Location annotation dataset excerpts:
——————————

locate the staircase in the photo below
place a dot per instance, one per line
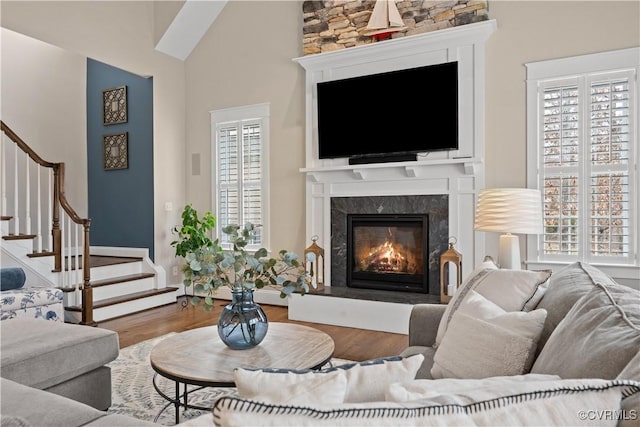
(42, 234)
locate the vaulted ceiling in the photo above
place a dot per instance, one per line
(188, 26)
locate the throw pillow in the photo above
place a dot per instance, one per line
(483, 340)
(368, 381)
(512, 290)
(288, 386)
(427, 389)
(365, 381)
(566, 287)
(598, 337)
(11, 278)
(535, 403)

——————————

Please reproduce all of the lines above word for word, omitting the pictures.

locate the staircase in the photo below
place a dot per instance, one per line
(42, 234)
locate the vaulted ceiling in the photo above
place a dot per instance, one per line
(188, 26)
locate the throw pillow in the photo above
place a dot per instance, one per line
(483, 340)
(368, 381)
(512, 290)
(288, 386)
(427, 389)
(365, 381)
(566, 287)
(598, 337)
(11, 278)
(535, 403)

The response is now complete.